• **Selected text**
⁂

Purification, crystallization and X-ray diffraction study of basic 7S globulin from soybean

Takuya Yoshizawa a, Hiroshi Hashimoto a,*, Toshiyuki Shimizu b, Mayuki Yamabe a, Naoki Shichijo a, Kazuki Hanada a, Hisashi Hirano a, Mamoru Sato a
PMCID: PMC3079980  PMID: 21206032

Crystallization of basic 7S globulin from soybean is presented.

Keywords: basic 7S globulin, soybean

Abstract

Basic 7S globulin (Bg7S) is expressed by soybeans in response to biotic or abiotic stress. Bg7S is capable of binding to a 4 kDa protein which is supposedly involved in cell proliferation. Bg7S is widely found not only in legumes, but also in other plants; however, its function is still unclear. Here, Bg7S was successfully crystallized. Orthorhombic and monoclinic crystals of Bg7S were obtained under different conditions and belonged to space groups P21212, with unit-cell parameters a = 111.9, b = 130.1, c = 287.8 Å, and P21, with unit-cell parameters a = 85.3, b = 137.6, c = 162.1 Å, β = 91.2°, respectively.

⁂

• **Available data**
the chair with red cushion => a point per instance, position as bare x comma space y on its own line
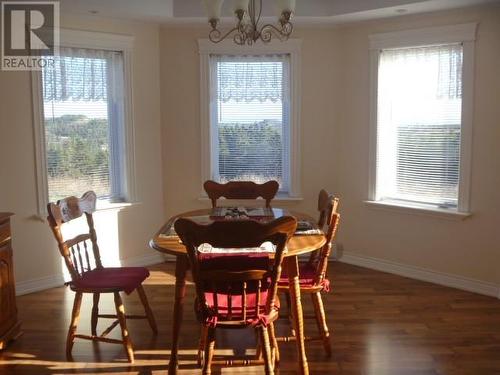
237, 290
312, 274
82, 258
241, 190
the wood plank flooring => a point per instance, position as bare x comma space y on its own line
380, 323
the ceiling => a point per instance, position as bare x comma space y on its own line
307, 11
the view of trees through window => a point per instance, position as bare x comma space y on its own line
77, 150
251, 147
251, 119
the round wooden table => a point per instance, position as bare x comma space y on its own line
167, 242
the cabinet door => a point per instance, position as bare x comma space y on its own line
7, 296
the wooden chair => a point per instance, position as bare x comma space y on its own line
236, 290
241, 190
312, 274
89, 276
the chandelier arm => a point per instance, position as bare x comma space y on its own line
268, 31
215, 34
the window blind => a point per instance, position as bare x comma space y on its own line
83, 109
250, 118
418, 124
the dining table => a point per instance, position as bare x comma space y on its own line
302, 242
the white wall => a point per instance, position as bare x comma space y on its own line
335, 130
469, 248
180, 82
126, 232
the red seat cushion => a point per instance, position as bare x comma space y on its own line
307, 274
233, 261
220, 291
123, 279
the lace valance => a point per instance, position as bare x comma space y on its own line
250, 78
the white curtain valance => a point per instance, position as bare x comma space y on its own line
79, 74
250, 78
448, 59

⁂

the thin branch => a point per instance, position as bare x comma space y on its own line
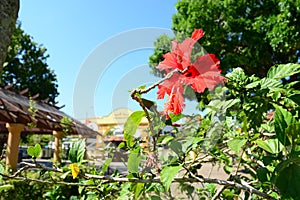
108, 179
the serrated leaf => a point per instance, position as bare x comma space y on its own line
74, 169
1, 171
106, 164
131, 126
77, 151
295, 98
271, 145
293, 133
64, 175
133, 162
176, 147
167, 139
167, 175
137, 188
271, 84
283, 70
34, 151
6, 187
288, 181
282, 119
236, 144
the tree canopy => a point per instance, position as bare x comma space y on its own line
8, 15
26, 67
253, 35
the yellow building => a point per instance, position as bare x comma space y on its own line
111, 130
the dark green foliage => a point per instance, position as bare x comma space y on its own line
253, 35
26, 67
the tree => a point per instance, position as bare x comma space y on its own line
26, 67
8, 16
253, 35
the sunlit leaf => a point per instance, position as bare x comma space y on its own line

⁂

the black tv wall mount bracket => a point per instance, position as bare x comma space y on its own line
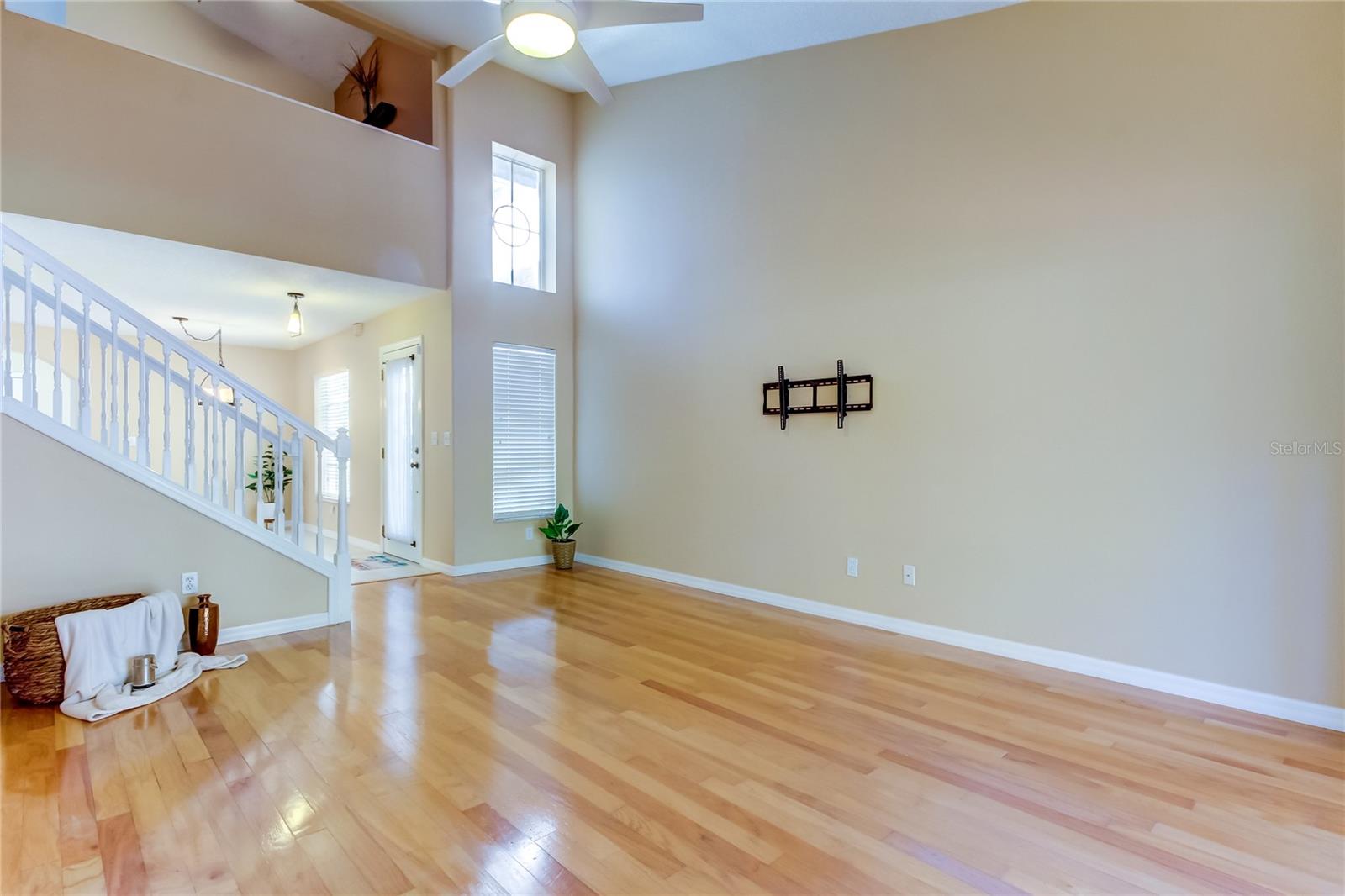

⁂

According to the soybean globulin text, what protein is Bg7S able to bind to? The records have nothing to do with the soybean globulin text.

A 4 kDa protein that is supposedly involved in cell proliferation.